SOURCE DOCUMENT >>

I keep notebooks (actually composition books) that I can bring with me when I'm feeling productive/creative in which I can record my thoughts. Later when I'm sitting at my computer I can transcribe my thoughts into my computer.

Spreadsheets

My current world building activities revolve around Fantasy role playing and constructing an SF game (explore, combat, construction, economics, etc. - think Civ in space). Especially for my SF game, the SF aspects follow known and extrapolated laws of physics except for a few minor tweaks. So I create giant spreadsheets of information about what different items in the game can do and also how to construct new solar systems on the fly.

All of that is store in spreadsheets and its why I can often answer questions about atmospheres, moons, etc. quickly. I just put in the parameters for the question and it spits out the answers I want.

Word Docs

I do put narrative into both worlds and typically use MS Word to store that information.

Visio

I put together flow diagrams for research and production. It shows the inputs and outputs and how you get from raw resources to finished products.

Wiki

I do not currently use any wiki to organize my data and I think this is a major shortcoming of my current approach. When I get some free time I need to explore these two possibilities and consider gathering all of my information together and organizing it.

Maps

I do not currently have a mapping program although I think this is another major shortcoming of my current system. I'll need three different kinds of mapping systems:

  1. Planetary (for SF & FRPG)
  2. Solar system (for SF)
  3. Jump Link (for SF)

Characters

Other than character sheets produced for various gaming systems, I haven't developed a good scheme for organizing this information either.

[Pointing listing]

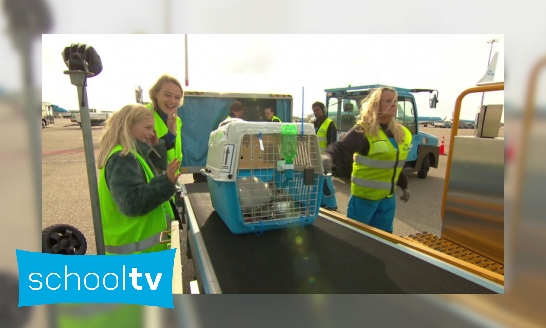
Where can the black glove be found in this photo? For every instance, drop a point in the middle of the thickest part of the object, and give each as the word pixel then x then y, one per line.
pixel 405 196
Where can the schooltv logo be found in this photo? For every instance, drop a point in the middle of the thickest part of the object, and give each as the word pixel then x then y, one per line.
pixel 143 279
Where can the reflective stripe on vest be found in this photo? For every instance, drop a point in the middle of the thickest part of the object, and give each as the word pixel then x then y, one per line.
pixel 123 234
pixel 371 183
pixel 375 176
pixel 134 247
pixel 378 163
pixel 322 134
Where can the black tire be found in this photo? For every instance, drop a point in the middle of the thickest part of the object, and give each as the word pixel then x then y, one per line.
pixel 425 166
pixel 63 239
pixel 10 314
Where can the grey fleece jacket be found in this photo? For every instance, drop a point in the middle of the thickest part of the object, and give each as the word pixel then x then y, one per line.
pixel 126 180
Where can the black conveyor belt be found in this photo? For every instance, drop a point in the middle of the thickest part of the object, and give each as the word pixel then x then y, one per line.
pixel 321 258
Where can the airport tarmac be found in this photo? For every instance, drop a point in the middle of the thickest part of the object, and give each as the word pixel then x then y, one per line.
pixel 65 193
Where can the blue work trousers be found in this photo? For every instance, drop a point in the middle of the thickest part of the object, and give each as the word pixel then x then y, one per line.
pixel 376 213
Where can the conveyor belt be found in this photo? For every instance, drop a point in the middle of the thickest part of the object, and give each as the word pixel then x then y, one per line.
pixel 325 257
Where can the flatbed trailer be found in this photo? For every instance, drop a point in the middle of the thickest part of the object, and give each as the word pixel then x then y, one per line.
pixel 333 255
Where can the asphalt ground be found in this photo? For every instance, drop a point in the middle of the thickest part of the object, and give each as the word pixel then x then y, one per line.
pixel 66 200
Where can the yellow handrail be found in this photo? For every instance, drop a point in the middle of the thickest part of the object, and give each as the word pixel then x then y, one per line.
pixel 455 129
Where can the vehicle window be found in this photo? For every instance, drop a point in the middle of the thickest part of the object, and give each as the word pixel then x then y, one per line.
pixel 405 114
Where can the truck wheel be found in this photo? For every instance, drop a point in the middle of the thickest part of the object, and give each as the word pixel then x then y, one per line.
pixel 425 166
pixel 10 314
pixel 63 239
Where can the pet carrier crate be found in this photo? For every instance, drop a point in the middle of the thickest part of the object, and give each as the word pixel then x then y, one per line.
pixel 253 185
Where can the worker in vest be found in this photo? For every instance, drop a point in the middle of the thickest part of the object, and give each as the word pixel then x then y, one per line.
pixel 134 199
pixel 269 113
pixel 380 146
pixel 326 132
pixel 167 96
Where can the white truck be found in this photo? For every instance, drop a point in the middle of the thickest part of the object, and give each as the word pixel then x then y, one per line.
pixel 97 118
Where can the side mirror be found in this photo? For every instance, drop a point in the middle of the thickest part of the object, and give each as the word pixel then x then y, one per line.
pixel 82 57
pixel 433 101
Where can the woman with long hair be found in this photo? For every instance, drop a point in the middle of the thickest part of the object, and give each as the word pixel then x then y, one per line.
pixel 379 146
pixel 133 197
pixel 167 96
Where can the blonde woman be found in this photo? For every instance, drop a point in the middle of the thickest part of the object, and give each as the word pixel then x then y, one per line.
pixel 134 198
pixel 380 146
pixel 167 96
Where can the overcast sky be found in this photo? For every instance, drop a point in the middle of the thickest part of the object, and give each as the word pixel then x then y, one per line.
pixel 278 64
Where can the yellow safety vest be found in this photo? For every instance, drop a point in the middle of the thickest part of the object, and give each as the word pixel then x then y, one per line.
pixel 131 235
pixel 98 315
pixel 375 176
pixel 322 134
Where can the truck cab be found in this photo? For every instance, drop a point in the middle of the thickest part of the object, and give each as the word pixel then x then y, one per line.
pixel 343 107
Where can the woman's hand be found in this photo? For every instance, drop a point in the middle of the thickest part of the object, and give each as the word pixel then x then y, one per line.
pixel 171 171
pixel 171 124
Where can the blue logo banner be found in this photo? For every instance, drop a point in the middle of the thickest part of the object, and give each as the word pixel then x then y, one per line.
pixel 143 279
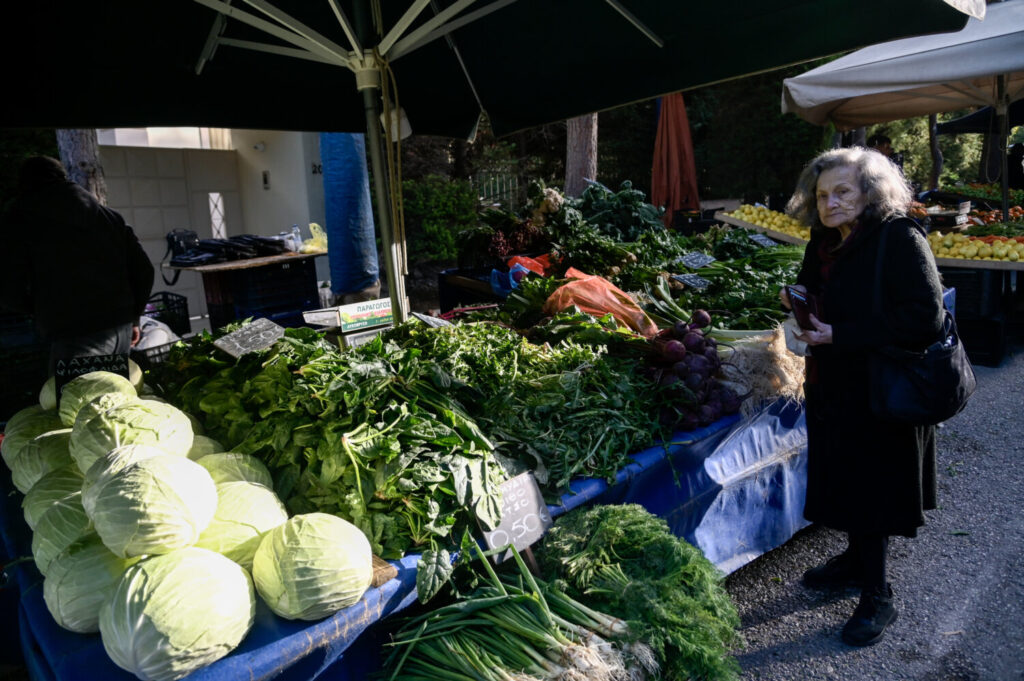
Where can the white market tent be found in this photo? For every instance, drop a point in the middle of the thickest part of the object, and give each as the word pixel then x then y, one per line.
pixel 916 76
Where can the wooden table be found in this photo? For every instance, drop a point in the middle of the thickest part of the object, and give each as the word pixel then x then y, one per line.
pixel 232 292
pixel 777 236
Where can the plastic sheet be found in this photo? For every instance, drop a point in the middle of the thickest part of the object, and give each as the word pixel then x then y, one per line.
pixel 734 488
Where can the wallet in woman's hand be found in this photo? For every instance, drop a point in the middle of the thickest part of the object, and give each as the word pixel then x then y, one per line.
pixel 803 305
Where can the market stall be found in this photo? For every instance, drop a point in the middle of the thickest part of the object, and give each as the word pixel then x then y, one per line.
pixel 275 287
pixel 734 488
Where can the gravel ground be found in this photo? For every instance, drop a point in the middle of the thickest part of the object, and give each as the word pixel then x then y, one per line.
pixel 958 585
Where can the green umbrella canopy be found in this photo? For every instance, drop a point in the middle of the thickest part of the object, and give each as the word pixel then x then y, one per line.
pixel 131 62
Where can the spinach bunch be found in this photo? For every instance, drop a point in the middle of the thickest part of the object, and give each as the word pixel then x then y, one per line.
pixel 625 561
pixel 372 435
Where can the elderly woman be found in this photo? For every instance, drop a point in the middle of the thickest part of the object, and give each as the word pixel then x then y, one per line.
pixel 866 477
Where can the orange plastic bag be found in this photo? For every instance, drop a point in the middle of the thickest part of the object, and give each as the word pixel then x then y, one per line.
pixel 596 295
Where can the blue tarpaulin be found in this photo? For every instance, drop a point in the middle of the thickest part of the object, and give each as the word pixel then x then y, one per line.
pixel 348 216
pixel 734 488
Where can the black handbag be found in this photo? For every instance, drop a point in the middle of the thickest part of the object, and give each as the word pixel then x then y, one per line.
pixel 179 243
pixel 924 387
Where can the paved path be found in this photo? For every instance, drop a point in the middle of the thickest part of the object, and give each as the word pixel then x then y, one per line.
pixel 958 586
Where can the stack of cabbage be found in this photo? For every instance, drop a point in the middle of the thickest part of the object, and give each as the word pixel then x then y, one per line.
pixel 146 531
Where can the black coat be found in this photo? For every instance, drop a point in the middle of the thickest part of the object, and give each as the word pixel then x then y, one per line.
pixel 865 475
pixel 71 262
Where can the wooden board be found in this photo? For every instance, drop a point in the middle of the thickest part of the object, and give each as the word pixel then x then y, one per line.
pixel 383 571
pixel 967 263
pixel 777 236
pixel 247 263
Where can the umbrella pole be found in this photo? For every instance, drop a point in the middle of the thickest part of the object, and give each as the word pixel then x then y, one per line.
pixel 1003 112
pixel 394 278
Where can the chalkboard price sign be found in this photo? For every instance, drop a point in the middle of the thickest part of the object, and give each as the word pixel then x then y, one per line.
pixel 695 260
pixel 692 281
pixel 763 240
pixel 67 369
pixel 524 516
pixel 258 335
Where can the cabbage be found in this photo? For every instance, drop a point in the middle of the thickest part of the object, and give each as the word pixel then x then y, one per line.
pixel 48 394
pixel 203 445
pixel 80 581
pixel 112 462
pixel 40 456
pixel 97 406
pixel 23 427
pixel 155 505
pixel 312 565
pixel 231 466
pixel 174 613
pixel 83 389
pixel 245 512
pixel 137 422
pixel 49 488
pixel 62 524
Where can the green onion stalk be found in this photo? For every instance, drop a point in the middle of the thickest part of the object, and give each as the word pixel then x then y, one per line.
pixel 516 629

TASK REQUIREMENTS >>
According to the world-building post, which three kinds of mapping systems will be needed? The pointing listing has no connection to the world-building post.

EXERCISE RESPONSE >>
Planetary, solar system, and jump link mapping systems.